══ Selected excerpt ══
The recent drought in Vietnam has brought hardship to many small farmers. Courtesy vnplus.

The recent drought in Vietnam has brought hardship to many small farmers. Courtesy vnplus.

"I think we are just now going to be seeing COVID-19's impacts unfold in Africa and developing countries," said Christina Chan, climate resilience director at the World Resources Institute (WRI), a U.S.-based think-tank. “It is unfathomable how poor populations will manage and respond to the virus,” she asserted. And with epidemiologists predicting the coronavirus pandemic could last for months, Chan warned that Atlantic and Gulf island states are at risk both from the disease and the hurricane season that starts in June.

A similar scenario is already playing out in Vietnam, where the fertile Mekong Delta, famous for its rice and shrimp production, has battled severe drought and saltwater intrusion since late last year. Nearly 100,000 households face water shortages, about 40,000 hectares of cropland have been damaged with little sign of the crisis abating, according to the UN. Despite government schemes to provide water and sow rice earlier helping vulnerable farmers, the virus is now hiking pressure on scarce water resources as medical demands increase.
═══
══ Data shown ══
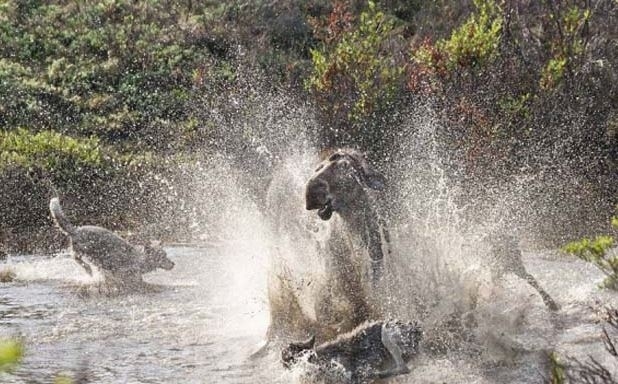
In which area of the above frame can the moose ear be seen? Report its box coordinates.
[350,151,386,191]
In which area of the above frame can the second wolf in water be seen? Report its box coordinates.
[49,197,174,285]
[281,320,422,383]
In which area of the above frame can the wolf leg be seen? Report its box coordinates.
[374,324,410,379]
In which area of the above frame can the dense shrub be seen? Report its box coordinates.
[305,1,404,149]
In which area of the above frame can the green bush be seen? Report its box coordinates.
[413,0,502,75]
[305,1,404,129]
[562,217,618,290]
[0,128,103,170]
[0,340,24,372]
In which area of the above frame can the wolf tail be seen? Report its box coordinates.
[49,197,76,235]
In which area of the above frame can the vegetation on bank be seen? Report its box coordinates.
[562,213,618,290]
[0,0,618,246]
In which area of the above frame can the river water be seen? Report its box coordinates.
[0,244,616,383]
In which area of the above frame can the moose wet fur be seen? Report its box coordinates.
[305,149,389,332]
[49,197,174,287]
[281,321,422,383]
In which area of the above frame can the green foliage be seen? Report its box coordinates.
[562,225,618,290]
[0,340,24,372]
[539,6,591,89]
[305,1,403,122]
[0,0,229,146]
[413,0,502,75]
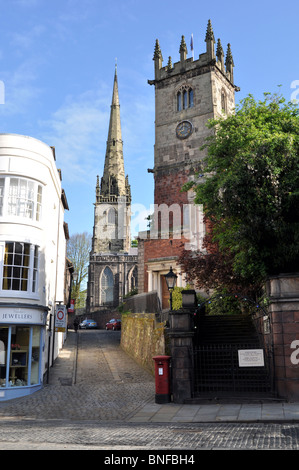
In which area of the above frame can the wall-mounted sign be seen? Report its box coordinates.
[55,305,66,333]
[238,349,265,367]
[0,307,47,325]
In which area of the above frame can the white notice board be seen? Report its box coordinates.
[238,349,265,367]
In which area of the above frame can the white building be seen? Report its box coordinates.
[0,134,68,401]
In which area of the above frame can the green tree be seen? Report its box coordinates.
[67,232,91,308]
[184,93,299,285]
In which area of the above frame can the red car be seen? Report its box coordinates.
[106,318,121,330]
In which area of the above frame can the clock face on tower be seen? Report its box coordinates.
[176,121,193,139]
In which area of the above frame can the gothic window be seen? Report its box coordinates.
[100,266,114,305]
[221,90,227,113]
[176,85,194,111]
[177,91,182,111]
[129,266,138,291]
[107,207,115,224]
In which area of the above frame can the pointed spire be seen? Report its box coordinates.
═══
══ Data shown ══
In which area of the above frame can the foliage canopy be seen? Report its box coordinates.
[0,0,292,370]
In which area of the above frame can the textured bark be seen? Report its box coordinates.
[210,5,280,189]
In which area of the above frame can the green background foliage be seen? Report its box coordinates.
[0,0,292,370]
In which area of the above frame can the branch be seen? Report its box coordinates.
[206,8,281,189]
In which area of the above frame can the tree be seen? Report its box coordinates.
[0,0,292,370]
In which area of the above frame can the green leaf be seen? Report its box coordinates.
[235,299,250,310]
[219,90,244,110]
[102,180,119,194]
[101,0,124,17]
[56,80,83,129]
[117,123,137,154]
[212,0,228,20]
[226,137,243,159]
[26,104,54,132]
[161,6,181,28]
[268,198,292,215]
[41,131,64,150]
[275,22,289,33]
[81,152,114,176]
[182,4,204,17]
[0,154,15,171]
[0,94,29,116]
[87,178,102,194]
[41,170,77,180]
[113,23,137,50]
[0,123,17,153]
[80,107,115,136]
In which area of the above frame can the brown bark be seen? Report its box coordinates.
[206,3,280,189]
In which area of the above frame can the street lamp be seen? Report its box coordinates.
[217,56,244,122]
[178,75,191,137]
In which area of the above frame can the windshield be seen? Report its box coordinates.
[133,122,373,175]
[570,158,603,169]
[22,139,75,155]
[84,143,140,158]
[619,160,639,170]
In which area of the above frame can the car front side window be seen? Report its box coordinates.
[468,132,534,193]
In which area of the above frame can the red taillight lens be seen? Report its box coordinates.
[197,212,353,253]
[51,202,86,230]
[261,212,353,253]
═══
══ Data shown ══
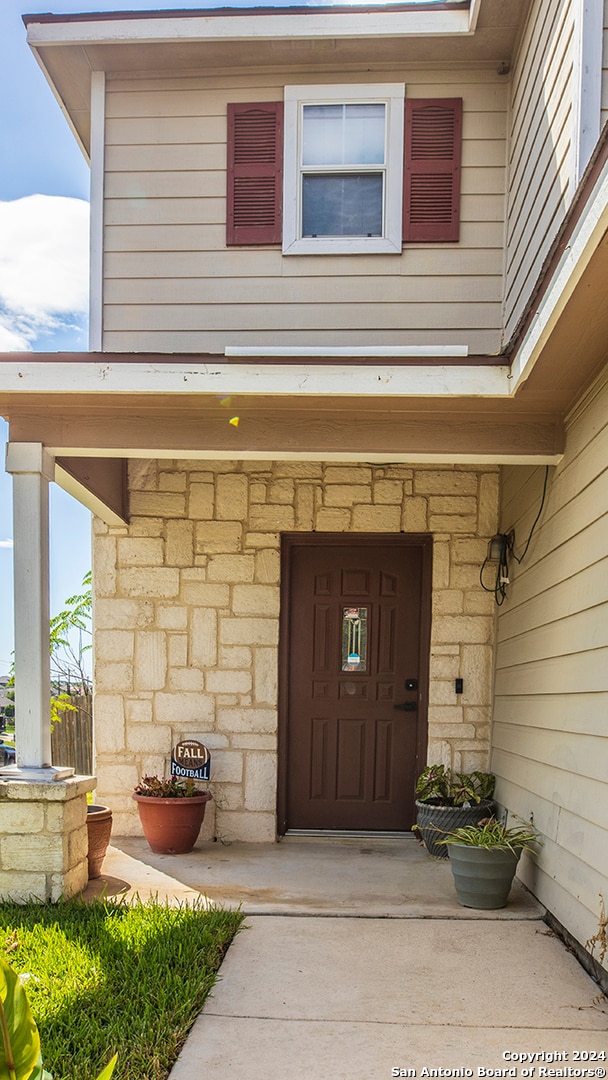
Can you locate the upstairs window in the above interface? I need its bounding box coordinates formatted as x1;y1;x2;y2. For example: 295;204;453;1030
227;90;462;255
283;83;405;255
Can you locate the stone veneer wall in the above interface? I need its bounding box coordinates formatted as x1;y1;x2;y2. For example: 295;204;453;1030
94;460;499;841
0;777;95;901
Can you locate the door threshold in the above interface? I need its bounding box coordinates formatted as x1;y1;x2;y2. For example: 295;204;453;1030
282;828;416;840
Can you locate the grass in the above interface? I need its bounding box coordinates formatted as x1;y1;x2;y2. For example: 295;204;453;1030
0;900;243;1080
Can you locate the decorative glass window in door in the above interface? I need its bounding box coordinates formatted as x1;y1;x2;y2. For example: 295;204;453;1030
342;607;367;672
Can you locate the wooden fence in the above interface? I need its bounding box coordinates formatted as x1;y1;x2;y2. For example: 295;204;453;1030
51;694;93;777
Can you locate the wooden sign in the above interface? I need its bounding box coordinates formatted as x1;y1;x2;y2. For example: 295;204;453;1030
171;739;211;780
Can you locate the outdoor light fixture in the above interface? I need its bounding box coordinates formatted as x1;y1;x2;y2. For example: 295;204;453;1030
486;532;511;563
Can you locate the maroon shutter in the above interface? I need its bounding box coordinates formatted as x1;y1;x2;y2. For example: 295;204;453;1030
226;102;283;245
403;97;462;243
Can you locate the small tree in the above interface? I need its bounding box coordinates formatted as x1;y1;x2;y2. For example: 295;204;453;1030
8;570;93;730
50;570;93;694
═══
§ Description of the task
Carry on the news piece about drought and COVID-19 in Vietnam and other developing countries, starting after its last sentence.

§ Response below
"The (Mekong) delta was under stress before COVID-19 came in,” said Caitlin Wiesen, the UN Development Programme representative in Vietnam. “There (is now) the issue of the lack of water for both food production ... as well as for personal consumption and hygiene," she said. Indeed, resurce experts have already flagged that the pandemic is likely to put stress on food production around the world. A recent UN paper said hunger and malnutrition levels were "already alarming" before the latest health crisis, which is "leading to instability in both local and global food markets, causing a disruption to food supply and availability".

University of Adelaide's Martin Cole, who chaired the UN report, spoke of potential disruption to farm labour and agricultural inputs like seeds at a critical time for planting. Although the immediate impact of COVID-19 has been in countries with a developed food supply chain and sophisticated health service, the big unknown is how this is going to impact less-developed regions, he added.

Traders affected by coronavirus implications offer oranges for sale in Nairobi. Courtesy Reuters/Njeri Mwang.

Traders affected by coronavirus implications offer oranges for sale in Nairobi. Courtesy Reuters/Njeri Mwang.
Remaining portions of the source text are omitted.